* [Things to do]
A – Answer these questions about the passage on music and pain:
(i) Who was seeing the writer at the public clinic?
(ii) What kind of music came over the audio system in the uncle's dental practice?
(iii) According to recent research, what may have been the primary factor in the writer's sense of well-being?
B – Reproduce word for word the part of the passage on music and pain starting with "I felt like" and going on through "sensation of pain.".
C – Summarize the passage on music and pain in two sentences.

* [Extract to read]

----------------

Music, art, and the perception of pain

ResearchBlogging.orgAs a young child, my family was poor and we had to go to a public clinic for dental work. Since we were being seen by dental students, often the process was painful and took much longer than it should have. It was a tremendous relief when my uncle opened a swanky dental practice with a lake view, and soothing '70s rock wafted out over the audio system. I'm pretty sure my uncle was a better dentist than the students who had been seeing me before, but it also seemed like just the environment in his office contributed to me feeling better when he had to do an awful procedure like filling a cavity.

I felt like the total environment in the office contributed to my sense of well being -- his pretty young assistants, his elegant timber-framed reception area, the splashing waters of Lake Union against the pier. But recent research suggests the primary factor may have simply been the music. While the results haven't been consistent, there is some evidence that playing music for patients who've undergone painful medical procedures may help mitigate their sensation of pain.

----------------

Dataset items
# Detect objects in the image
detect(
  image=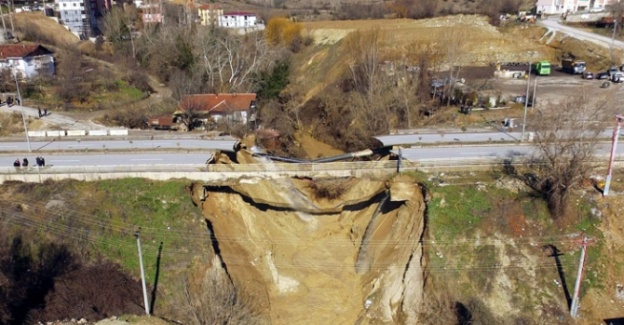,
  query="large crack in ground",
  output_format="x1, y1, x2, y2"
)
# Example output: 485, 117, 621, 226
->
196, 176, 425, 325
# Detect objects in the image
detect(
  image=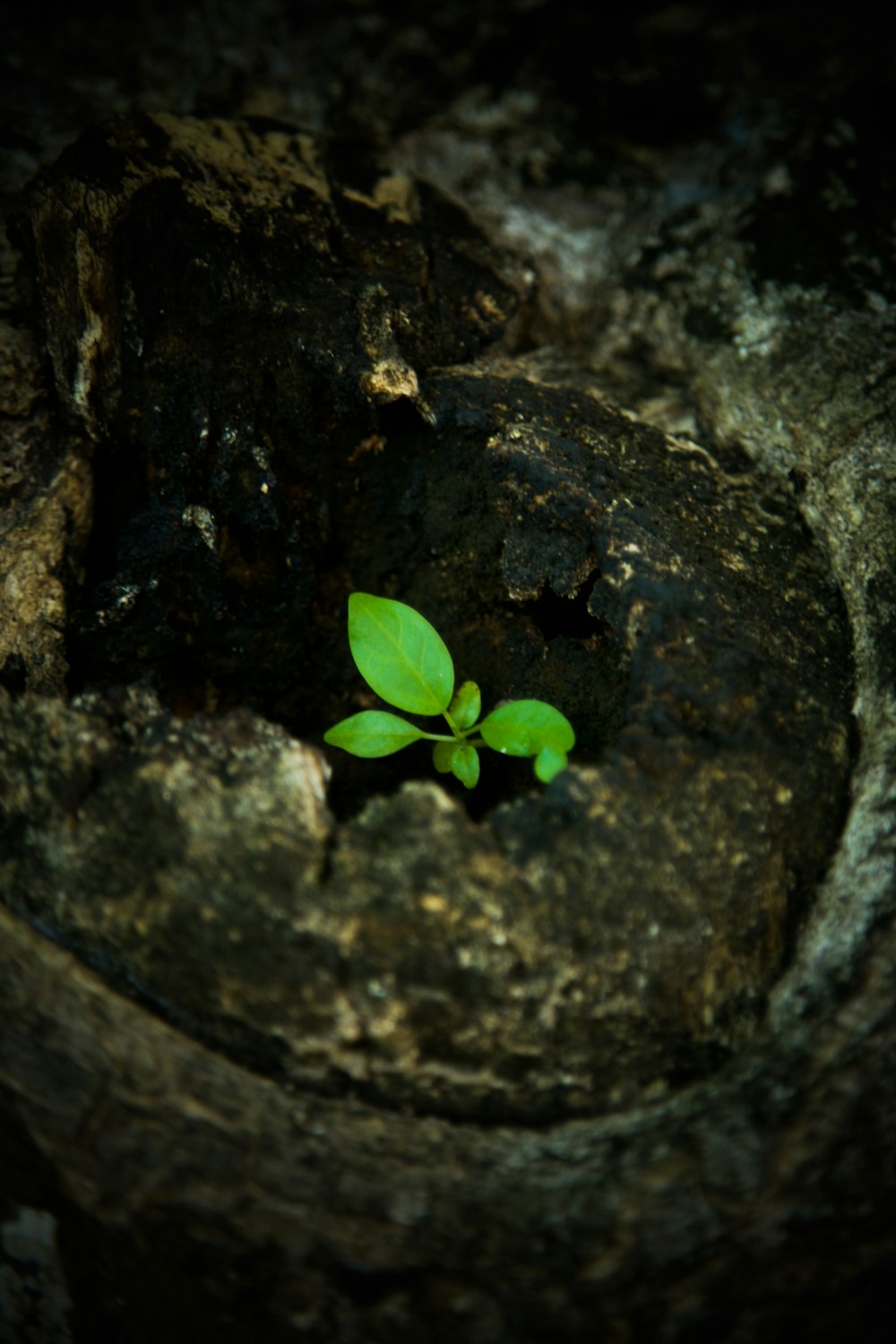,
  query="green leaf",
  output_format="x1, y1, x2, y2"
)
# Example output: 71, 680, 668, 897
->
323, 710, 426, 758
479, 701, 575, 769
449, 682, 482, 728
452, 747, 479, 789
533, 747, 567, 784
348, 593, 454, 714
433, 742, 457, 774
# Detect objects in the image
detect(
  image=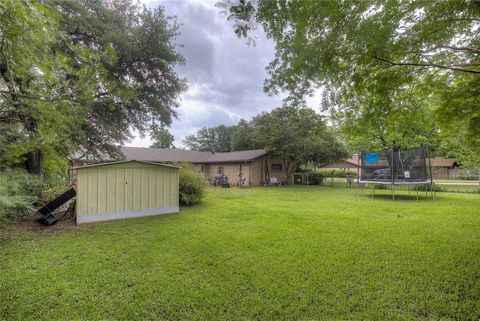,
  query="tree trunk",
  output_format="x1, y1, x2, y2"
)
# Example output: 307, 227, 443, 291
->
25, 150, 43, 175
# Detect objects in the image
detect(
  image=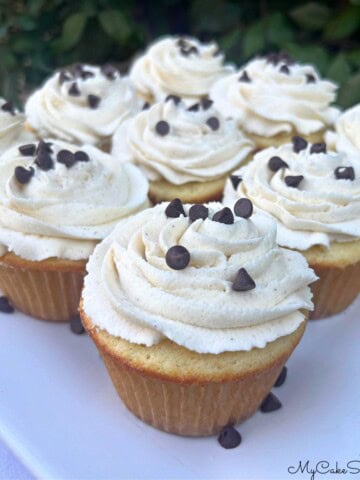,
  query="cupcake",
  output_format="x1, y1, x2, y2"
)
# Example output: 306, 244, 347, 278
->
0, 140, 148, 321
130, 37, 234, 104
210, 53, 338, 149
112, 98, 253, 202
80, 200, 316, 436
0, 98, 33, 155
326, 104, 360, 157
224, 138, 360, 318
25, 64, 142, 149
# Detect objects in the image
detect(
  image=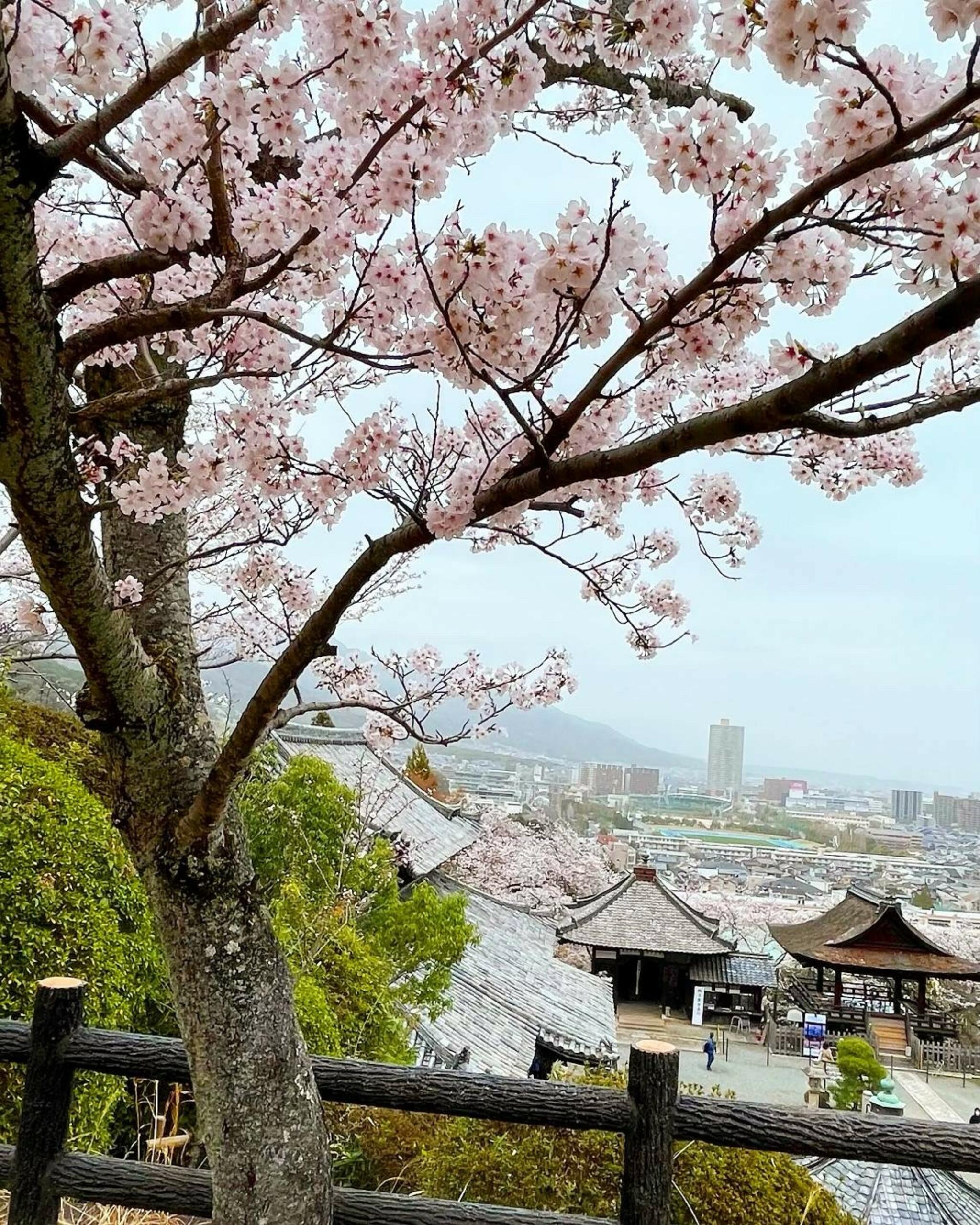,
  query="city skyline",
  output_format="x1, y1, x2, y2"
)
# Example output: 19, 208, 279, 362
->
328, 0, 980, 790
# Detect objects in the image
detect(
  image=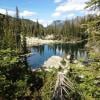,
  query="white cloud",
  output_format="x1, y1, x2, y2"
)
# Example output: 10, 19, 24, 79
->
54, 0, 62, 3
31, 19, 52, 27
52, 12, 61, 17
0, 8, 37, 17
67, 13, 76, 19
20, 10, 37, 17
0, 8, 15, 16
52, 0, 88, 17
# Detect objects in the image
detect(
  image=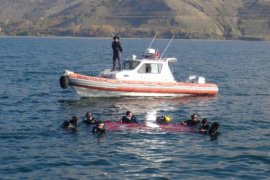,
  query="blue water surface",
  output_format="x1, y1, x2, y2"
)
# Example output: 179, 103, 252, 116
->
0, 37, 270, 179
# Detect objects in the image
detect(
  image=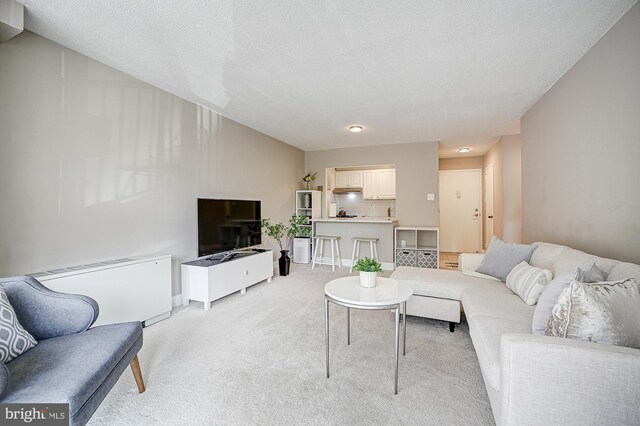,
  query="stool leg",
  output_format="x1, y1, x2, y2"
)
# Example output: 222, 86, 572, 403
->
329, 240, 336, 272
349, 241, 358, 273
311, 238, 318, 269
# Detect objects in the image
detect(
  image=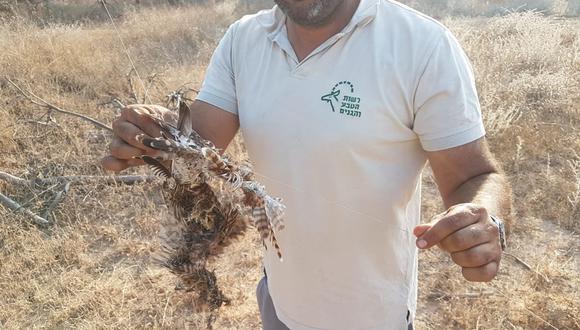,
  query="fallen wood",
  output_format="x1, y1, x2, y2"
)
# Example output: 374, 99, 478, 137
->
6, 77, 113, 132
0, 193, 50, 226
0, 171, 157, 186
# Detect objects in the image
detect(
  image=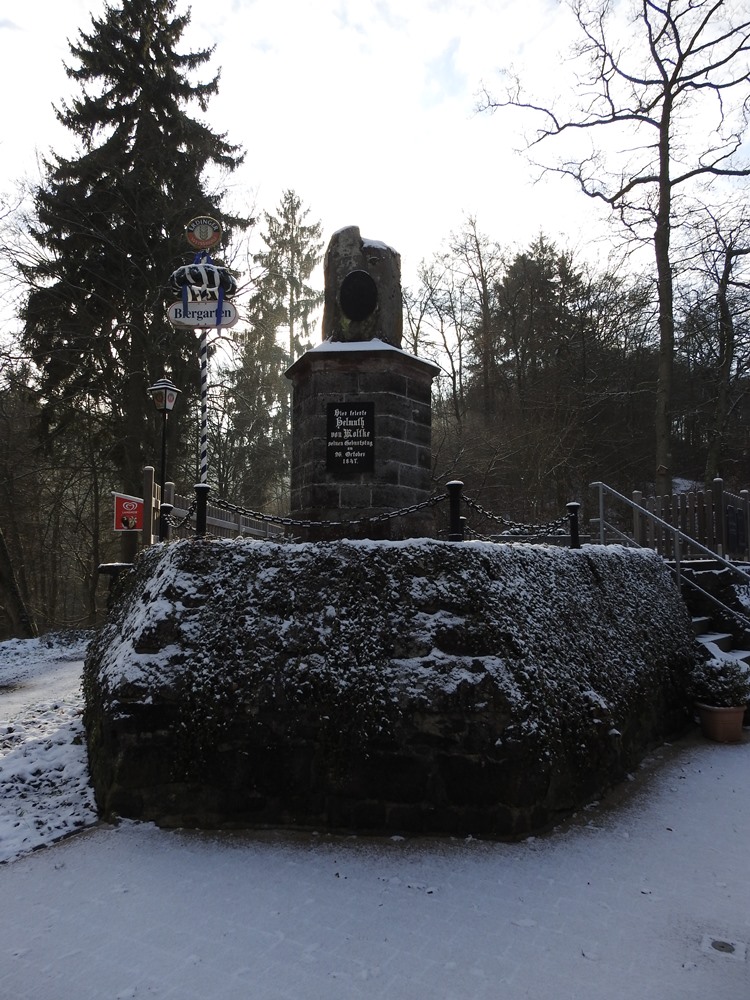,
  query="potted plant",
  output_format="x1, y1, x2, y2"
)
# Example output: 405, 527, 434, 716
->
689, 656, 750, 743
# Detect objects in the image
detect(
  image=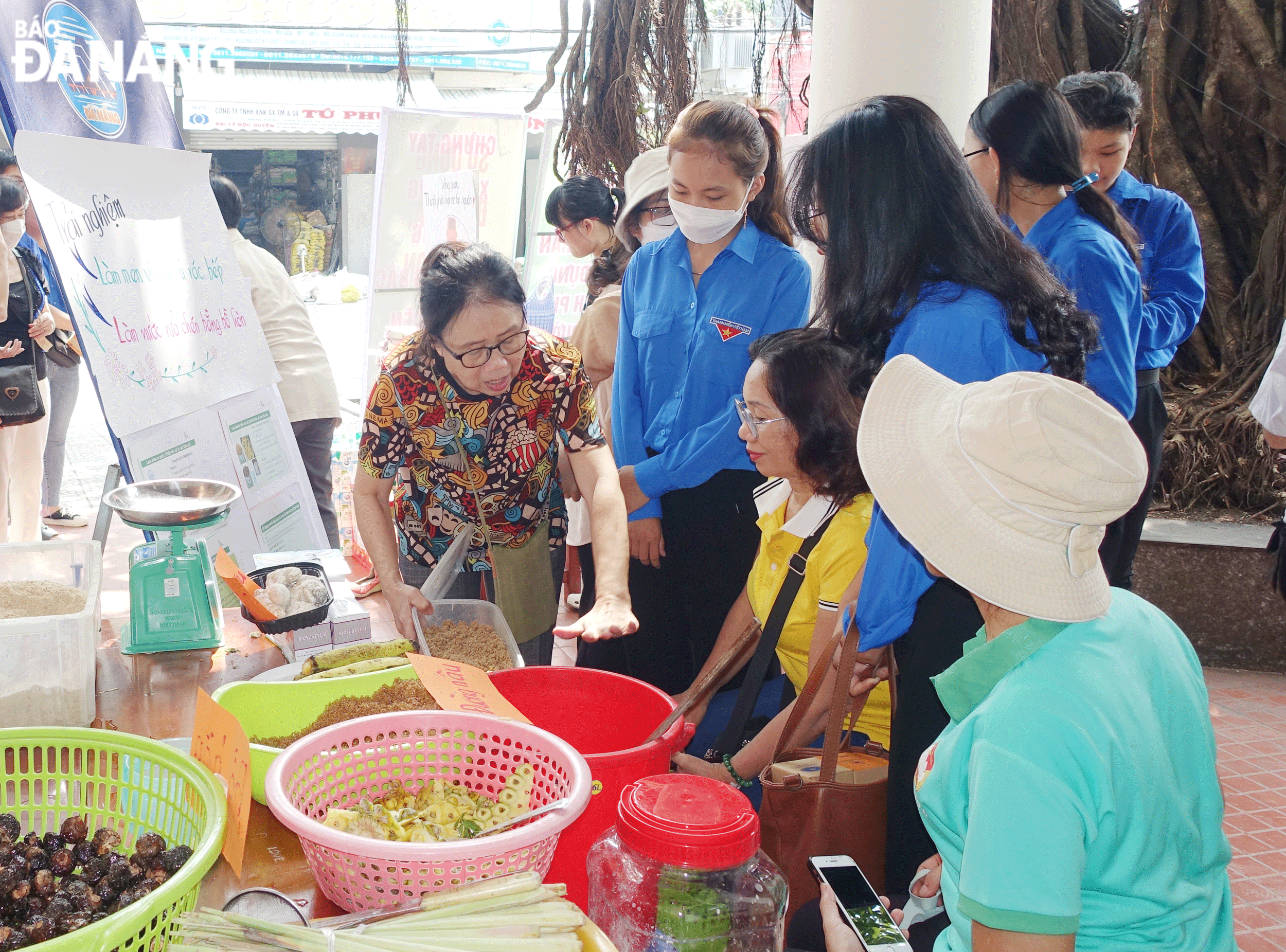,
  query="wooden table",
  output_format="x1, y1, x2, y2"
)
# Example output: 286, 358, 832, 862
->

----------------

* [Solutions to the tasks]
A –
(i) Dental students.
(ii) Soothing '70s rock.
(iii) The music.

B –
I felt like the total environment in the office contributed to my sense of well being -- his pretty young assistants, his elegant timber-framed reception area, the splashing waters of Lake Union against the pier. But recent research suggests the primary factor may have simply been the music. While the results haven't been consistent, there is some evidence that playing music for patients who've undergone painful medical procedures may help mitigate their sensation of pain.

C – As a child, the writer had painful, slow dental work from students at a public clinic and later felt better in an uncle's elegant new practice, where soothing '70s rock played. Recent research suggests the music may have been the main reason, since there is some evidence, though not consistent, that music can ease the pain patients feel after painful medical procedures.